--- Begin ---

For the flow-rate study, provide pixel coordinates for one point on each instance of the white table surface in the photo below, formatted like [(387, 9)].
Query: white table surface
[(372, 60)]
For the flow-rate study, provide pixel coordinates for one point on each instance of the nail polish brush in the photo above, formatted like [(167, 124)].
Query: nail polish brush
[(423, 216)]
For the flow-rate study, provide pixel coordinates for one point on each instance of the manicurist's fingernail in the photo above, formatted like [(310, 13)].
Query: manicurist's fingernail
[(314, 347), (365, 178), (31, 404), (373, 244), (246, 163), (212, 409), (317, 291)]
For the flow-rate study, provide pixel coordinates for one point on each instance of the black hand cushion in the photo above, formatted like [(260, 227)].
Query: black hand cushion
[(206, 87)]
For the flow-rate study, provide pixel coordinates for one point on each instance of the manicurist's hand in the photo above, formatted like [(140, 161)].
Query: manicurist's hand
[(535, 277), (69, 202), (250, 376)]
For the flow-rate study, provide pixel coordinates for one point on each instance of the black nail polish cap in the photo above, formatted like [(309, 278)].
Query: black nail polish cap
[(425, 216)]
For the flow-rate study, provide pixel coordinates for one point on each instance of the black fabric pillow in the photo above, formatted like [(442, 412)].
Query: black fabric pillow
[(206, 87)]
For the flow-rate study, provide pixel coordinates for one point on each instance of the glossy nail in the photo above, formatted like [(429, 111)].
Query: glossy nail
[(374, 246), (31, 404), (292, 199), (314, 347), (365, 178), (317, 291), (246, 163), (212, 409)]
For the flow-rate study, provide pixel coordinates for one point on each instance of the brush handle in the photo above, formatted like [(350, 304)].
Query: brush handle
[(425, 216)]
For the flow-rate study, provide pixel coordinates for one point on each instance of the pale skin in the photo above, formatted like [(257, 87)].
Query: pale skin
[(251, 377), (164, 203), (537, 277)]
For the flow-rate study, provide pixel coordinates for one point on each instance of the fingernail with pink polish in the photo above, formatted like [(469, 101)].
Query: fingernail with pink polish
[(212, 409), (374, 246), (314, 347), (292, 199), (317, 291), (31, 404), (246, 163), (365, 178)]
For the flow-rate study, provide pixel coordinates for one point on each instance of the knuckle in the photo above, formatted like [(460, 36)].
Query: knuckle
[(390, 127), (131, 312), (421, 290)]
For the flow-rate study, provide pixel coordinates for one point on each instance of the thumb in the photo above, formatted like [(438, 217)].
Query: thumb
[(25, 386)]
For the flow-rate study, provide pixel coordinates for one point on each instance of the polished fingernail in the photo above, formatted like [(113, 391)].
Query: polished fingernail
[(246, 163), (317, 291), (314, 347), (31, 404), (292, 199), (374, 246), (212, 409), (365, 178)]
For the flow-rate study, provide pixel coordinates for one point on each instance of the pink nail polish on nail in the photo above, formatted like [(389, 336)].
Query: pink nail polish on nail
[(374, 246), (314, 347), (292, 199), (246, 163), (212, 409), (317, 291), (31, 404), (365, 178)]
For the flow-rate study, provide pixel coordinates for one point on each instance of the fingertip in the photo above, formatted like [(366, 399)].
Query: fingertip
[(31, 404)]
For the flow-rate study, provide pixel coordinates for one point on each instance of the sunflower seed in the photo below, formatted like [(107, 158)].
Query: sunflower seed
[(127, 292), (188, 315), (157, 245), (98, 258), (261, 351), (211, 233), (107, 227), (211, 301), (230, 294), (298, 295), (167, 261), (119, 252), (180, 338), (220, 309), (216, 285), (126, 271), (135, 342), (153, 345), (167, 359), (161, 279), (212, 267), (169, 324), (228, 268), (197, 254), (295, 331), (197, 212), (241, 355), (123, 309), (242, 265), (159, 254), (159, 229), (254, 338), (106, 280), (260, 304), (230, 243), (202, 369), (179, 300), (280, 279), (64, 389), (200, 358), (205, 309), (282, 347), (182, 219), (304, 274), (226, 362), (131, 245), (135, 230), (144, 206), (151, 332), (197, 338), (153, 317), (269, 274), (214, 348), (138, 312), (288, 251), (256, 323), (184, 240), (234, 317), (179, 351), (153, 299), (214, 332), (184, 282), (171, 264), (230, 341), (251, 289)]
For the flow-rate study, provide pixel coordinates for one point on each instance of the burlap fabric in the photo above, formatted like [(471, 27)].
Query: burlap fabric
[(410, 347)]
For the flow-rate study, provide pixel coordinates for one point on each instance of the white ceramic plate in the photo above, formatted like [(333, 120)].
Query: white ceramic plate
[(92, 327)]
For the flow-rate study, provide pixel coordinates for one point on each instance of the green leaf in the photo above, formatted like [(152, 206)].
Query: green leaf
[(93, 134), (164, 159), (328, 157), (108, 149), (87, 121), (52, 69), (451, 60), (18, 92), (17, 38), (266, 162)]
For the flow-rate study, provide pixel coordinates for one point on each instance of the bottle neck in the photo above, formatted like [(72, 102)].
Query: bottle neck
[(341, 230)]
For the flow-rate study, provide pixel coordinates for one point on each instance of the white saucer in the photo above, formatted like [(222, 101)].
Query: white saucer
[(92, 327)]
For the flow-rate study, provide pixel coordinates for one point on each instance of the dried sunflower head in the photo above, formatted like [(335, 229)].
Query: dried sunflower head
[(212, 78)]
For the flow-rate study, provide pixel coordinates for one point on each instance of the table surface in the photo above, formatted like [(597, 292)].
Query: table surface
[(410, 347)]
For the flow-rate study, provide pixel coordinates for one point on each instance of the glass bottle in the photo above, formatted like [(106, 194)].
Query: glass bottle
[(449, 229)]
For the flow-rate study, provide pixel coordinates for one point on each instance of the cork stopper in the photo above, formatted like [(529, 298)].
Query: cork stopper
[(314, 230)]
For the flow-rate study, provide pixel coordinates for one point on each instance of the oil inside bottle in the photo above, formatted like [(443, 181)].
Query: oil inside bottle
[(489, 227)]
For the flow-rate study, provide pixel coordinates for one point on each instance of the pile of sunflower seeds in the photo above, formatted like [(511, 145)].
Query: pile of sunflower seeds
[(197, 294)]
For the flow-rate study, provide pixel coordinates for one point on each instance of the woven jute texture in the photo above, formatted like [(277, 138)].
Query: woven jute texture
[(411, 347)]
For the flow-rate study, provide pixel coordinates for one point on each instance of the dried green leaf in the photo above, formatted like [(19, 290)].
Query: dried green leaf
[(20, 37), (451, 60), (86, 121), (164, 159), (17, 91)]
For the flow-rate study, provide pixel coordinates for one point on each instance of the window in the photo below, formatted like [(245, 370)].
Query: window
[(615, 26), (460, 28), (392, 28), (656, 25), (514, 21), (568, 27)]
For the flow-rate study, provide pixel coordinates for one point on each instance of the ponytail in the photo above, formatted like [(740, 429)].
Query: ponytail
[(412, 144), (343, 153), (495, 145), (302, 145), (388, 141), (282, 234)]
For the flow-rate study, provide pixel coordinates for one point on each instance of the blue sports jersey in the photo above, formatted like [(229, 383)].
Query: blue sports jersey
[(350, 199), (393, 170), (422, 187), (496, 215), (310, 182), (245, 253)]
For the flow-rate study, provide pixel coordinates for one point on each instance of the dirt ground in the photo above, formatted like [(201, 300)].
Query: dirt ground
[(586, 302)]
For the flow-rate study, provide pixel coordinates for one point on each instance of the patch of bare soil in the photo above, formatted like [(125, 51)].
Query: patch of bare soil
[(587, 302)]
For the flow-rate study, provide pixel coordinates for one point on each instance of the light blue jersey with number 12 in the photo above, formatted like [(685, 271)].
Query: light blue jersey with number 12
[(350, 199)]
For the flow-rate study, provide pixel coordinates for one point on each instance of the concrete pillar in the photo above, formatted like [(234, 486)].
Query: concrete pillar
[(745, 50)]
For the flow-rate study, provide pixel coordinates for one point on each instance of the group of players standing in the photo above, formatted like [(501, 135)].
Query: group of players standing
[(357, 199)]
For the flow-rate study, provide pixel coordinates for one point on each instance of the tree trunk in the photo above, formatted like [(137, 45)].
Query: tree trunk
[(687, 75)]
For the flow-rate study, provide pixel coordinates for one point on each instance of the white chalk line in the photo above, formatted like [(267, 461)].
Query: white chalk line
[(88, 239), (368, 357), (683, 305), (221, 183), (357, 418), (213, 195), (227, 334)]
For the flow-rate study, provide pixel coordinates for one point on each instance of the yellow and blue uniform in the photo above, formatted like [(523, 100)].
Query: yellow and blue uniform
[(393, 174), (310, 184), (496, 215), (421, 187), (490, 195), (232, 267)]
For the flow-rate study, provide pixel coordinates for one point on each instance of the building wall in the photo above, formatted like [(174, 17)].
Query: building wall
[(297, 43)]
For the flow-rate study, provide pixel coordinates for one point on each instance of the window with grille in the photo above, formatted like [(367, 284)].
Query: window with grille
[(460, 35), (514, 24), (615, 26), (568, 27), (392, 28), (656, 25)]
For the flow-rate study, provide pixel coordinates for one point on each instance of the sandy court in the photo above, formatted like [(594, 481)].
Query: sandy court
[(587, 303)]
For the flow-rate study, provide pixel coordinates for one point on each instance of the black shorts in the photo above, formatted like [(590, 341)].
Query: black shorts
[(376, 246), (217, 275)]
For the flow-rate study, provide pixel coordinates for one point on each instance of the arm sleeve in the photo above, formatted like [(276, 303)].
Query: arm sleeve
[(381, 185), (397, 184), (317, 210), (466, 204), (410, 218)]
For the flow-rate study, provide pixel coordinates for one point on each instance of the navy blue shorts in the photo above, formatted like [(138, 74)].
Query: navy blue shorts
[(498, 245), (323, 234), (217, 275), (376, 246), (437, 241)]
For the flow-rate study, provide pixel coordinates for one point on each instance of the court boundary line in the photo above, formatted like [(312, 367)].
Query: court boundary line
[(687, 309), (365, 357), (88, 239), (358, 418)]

--- End ---

**TASK PROMPT:** Rewrite every line of the records, starting with the line containing "like [(125, 51)]." and going on through the line containing "[(687, 75)]". Offset each x and y coordinate in the answer lists by 137 and leave all other text unchanged.

**FINISHED EXERCISE:**
For the flow-rate study, provide pixel coordinates for one point on each instance of the patch of bare soil in the photo above, formatted like [(125, 51)].
Query: patch of bare soil
[(724, 439)]
For the flow-rate study, provide pixel coordinates for one point on each instance of the light blue jersey with number 12 in the photo above, formatted like [(685, 271)].
Query: light blue jersey with number 12
[(487, 336)]
For the flow-rate study, provide pixel coordinates for one point on each instance of the concrete pillar in the photo above, formatted like [(234, 486)].
Query: concrete pillar
[(882, 187)]
For the flow-rate study, provide pixel coordinates for one point on each instance of the group of players standing in the photo above, formatted like [(501, 135)].
Query: group of players standing
[(494, 336)]
For the flow-rate study, provide pixel coordinates for one point on each instance of the tree trunk in the photo above, formatted like [(137, 45)].
Query: tree trunk
[(824, 212)]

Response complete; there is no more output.